(Record set begins)

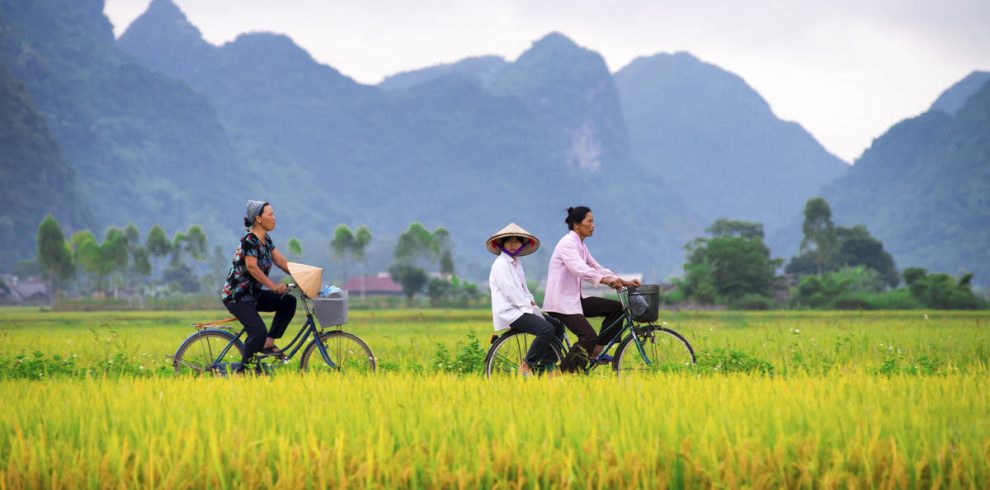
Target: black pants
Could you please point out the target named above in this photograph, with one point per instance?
(592, 307)
(284, 307)
(540, 352)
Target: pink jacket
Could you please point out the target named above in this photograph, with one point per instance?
(570, 263)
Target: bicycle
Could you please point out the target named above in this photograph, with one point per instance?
(215, 350)
(643, 350)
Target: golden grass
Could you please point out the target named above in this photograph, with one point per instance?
(828, 417)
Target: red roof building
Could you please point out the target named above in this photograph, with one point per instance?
(380, 285)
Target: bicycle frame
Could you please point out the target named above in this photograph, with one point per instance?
(309, 328)
(630, 326)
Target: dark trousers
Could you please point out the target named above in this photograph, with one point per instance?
(284, 307)
(592, 307)
(540, 352)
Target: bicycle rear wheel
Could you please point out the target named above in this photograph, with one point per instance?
(347, 353)
(664, 350)
(208, 352)
(508, 353)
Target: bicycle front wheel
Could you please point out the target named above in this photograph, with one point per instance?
(210, 352)
(347, 353)
(509, 352)
(663, 350)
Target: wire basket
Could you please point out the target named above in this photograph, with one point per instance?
(331, 310)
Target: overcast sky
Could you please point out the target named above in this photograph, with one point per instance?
(846, 70)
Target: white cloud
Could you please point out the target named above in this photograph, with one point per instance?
(846, 70)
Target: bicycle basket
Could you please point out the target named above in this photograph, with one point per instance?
(331, 310)
(644, 302)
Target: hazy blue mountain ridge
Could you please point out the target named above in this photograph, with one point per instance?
(923, 188)
(716, 142)
(182, 132)
(451, 149)
(477, 68)
(34, 178)
(144, 147)
(951, 100)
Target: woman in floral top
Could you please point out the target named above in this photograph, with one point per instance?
(243, 294)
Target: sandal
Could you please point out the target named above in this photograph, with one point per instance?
(273, 351)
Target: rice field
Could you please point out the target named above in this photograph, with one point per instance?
(876, 400)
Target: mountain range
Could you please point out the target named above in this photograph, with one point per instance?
(160, 126)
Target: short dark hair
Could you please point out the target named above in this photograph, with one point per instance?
(576, 215)
(248, 223)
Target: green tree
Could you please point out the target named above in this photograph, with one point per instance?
(730, 265)
(114, 257)
(362, 238)
(54, 255)
(158, 246)
(856, 247)
(87, 257)
(744, 229)
(341, 246)
(819, 233)
(445, 248)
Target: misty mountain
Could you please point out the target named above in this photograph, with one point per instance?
(923, 188)
(143, 146)
(479, 69)
(716, 142)
(956, 96)
(462, 151)
(34, 178)
(163, 127)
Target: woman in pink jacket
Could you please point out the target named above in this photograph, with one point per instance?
(570, 264)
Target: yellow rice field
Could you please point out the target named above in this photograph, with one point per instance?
(888, 400)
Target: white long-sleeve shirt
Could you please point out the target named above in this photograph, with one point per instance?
(510, 295)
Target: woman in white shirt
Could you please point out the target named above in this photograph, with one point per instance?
(513, 306)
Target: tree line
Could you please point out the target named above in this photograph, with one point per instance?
(836, 268)
(159, 265)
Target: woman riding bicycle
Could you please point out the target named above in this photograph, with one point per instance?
(243, 294)
(571, 263)
(513, 306)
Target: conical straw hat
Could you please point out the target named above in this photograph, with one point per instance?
(530, 242)
(307, 277)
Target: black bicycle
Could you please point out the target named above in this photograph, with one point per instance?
(640, 349)
(215, 350)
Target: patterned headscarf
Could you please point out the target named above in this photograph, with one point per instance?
(254, 209)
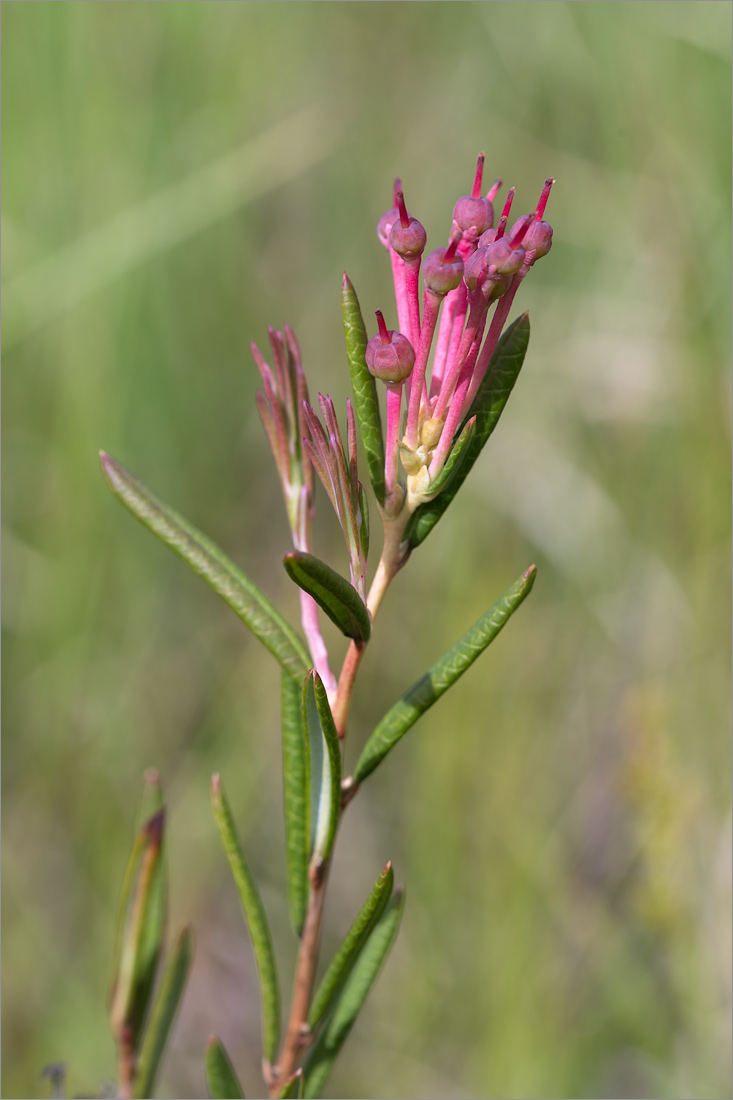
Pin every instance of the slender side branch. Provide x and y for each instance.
(297, 1035)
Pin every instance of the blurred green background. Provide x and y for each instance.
(176, 177)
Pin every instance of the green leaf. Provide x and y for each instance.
(332, 592)
(325, 767)
(141, 928)
(164, 1012)
(294, 1087)
(348, 953)
(328, 1044)
(206, 559)
(488, 406)
(255, 917)
(439, 678)
(365, 402)
(221, 1080)
(457, 457)
(296, 801)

(Record set ends)

### [What you should do]
Reproduce the entire listing exactly, but omit any pictures.

### [Output of the task]
Target: black pants
Could you please point out the target named above in this photograph, with one point per instance?
(592, 307)
(284, 307)
(540, 352)
Target: pink jacket
Could you please point out the target named above in this photograph, with one point per instance?
(570, 263)
Target: bicycle
Could you please point out the target named above in this photograph, with one point per instance?
(215, 350)
(643, 350)
Target: golden grass
Could you please point out the target named above in this photograph, with one point per instance?
(828, 417)
Target: red roof building
Could you please point out the target named above in this photograph, with one point per instance?
(380, 285)
Target: bicycle frame
Could you please point out the target named above in this photograph, with one point per instance?
(309, 328)
(630, 326)
Target: dark trousers
Could you please point out the target named above in this photograph, with one point per instance?
(284, 307)
(592, 307)
(540, 352)
Target: bicycle rear wheel
Could you please point out the target named above in this photograph, with one point per instance?
(347, 353)
(664, 350)
(208, 352)
(508, 353)
Target: bicycle front wheel
Could you please point out the target named above in this photograph, with one point per instance?
(210, 352)
(347, 353)
(509, 352)
(663, 350)
Target: wire basket
Could you please point out the target named above in this photograph, with one point per instance?
(331, 310)
Target: overcast sky
Could you please point out the target named above in this photograph, with one point per instance?
(846, 70)
Target: white cloud
Could you please point out the target named above in this photograph, with one point per instance?
(846, 70)
Target: bicycle basket
Could you please point out the target named above in this photograph, with one point per instance?
(331, 310)
(644, 302)
Target: hazy blue mountain ridge
Could you please point out the target named above in this photograph, with one point per instance?
(923, 188)
(716, 142)
(182, 132)
(451, 149)
(477, 68)
(34, 178)
(144, 147)
(951, 100)
Target: woman in floral top
Could you please point out the target named above in this photograph, with one point per instance?
(243, 294)
Target: sandal
Could you please point out the target named above in this photograph, with one point per instance?
(273, 351)
Target: rice field
Could you please point out the target named above in this photograph, with one point per instance?
(876, 400)
Target: mountain range
Could you please point out the target named above in this photograph, with one point per instance?
(160, 126)
Target: short dark hair
Could you please point out the target named above in this photograph, with one point per instance?
(576, 215)
(248, 223)
Target: green tree
Could you please point out the target named above in this photograph, with one point per instance?
(730, 265)
(114, 257)
(362, 238)
(54, 255)
(158, 246)
(856, 247)
(87, 257)
(744, 229)
(341, 246)
(819, 233)
(445, 248)
Target: misty mountain
Could you please point out the target named above in this photograph, with one point per instance?
(923, 188)
(143, 146)
(479, 69)
(716, 142)
(956, 96)
(462, 151)
(34, 178)
(163, 127)
Target: woman in pink jacket
Could you please point out the target named above in this photograph, with one point per instance?
(570, 264)
Target: yellow rice field
Could you please point out the target named above in this photograph, with one point per instance?
(888, 400)
Target: white long-sleeve shirt
Could you please point out the target named above in this photograph, with one point per instance?
(510, 295)
Target: woman in white shirt
Could you please point out the target named above in this photograph, with one point per instance?
(513, 306)
Target: tree line
Could you please point out the target named above in this photograph, with one point per instance?
(836, 268)
(159, 265)
Target: woman riding bicycle
Could you please point out the target named above in this photograph, with one point per instance?
(243, 294)
(571, 263)
(513, 306)
Target: conical straw hat
Could you please point out the target named above in this photograph, with one point per instance?
(530, 242)
(307, 277)
Target: black bicycle
Could you please point out the target named above in this photograph, with one point per instance?
(640, 349)
(215, 350)
Target: patterned headscarf
Could you please point out the target named above in this photograph, with one point per instance?
(254, 209)
Pin every instance of the slender side branch. Provide x and y for each instance.
(297, 1035)
Pin every instance of the blurred green background. Provide x and y for each instance.
(176, 177)
Pin every instance of the green leaf. Provide x and y for each instance.
(332, 592)
(325, 767)
(141, 928)
(164, 1012)
(294, 1087)
(348, 953)
(328, 1044)
(206, 559)
(488, 406)
(255, 917)
(439, 678)
(365, 402)
(221, 1080)
(457, 457)
(296, 801)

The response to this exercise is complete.